- Exercise details:
Within the material below, locate the line with "FIND: ocean horizon" and the line with "FIND: snow-covered ground", then return those two lines and all lines between them, exactly as written.

- Material for this task:
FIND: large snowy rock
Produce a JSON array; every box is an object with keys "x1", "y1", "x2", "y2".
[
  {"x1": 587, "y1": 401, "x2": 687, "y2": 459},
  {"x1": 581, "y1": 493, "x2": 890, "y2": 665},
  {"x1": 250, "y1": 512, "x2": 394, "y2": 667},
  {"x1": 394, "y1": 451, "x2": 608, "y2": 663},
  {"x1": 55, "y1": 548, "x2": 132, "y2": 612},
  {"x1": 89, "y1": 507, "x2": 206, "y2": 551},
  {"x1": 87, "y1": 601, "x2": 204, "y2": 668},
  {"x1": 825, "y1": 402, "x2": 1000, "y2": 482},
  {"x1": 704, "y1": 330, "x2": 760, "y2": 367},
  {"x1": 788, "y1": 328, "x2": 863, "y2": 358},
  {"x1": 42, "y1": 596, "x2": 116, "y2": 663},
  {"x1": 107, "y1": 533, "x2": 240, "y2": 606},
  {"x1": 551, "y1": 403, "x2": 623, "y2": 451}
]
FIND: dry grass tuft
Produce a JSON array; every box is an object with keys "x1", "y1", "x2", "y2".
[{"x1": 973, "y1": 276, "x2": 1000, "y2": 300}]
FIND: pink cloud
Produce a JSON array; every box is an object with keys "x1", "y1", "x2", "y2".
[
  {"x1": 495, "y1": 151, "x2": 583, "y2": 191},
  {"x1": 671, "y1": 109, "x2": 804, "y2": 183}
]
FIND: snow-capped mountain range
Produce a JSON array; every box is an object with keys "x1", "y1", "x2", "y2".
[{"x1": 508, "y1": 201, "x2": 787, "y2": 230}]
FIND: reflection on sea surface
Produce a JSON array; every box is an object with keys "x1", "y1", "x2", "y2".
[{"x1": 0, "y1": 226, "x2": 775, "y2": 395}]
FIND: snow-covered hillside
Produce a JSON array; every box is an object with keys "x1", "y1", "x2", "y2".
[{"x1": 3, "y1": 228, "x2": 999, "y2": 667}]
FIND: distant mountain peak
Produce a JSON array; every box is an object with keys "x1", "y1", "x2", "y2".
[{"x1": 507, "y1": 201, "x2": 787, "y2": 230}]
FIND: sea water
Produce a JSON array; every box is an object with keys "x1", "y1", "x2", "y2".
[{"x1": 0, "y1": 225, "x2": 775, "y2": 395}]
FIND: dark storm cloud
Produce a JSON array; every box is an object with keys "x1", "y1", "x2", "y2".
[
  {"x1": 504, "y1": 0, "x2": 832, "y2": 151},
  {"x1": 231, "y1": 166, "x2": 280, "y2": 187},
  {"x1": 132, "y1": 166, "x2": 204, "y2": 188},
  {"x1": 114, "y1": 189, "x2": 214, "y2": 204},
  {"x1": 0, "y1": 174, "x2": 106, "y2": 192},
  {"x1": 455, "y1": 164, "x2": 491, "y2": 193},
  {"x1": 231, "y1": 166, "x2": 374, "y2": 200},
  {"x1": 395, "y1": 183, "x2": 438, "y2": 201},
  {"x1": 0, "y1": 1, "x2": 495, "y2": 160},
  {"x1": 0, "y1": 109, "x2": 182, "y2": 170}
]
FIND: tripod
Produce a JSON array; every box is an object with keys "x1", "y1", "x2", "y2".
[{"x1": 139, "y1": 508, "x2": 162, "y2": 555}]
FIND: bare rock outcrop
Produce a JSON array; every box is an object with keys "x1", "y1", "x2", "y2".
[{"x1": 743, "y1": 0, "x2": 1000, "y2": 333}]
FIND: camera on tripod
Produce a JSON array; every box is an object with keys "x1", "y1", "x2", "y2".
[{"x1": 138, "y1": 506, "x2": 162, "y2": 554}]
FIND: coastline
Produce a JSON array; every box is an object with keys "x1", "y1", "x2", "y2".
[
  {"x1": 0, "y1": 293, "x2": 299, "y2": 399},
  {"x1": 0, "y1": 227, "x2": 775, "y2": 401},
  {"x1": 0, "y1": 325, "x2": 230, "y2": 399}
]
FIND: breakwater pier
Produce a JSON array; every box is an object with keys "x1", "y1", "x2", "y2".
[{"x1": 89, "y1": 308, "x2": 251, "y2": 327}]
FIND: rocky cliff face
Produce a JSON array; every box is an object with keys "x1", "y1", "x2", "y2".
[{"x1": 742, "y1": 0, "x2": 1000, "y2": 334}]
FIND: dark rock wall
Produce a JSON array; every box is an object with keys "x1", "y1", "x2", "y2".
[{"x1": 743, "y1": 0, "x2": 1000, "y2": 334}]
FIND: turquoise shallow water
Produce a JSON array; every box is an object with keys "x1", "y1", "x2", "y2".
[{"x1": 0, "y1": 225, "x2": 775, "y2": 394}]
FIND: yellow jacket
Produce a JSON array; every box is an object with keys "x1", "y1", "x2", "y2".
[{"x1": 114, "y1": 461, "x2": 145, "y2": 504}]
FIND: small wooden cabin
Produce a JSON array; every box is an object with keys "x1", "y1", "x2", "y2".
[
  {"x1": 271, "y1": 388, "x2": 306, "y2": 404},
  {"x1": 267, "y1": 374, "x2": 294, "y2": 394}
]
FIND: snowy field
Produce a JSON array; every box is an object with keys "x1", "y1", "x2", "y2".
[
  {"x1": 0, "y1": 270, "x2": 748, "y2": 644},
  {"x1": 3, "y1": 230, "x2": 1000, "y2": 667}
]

...

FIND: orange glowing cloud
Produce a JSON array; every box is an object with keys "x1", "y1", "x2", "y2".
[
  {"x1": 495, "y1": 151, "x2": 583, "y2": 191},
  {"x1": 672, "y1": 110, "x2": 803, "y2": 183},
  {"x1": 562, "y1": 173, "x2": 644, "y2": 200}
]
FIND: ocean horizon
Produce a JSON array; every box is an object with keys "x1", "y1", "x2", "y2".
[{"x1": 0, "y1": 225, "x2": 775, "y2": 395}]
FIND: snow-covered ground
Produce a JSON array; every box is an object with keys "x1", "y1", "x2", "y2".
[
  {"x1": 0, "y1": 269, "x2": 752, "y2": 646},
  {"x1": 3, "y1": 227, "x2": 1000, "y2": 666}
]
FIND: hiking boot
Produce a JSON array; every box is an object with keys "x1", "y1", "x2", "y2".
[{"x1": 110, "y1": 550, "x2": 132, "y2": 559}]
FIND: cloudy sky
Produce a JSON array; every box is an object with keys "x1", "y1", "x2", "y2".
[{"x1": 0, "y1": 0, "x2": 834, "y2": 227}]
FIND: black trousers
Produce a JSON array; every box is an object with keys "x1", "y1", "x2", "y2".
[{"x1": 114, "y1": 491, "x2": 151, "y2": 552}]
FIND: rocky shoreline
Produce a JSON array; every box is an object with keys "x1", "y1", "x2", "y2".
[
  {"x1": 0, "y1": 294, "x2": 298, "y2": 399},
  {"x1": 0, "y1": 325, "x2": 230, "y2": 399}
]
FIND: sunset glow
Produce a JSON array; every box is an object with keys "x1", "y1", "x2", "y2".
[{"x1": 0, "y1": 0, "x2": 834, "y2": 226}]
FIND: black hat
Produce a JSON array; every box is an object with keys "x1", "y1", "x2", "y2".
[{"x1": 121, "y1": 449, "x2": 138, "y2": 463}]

- Answer space:
FIND: ocean horizon
Produce a JSON array; every box is an object with keys "x1", "y1", "x2", "y2".
[{"x1": 0, "y1": 225, "x2": 775, "y2": 395}]
FIND: snow-covered ground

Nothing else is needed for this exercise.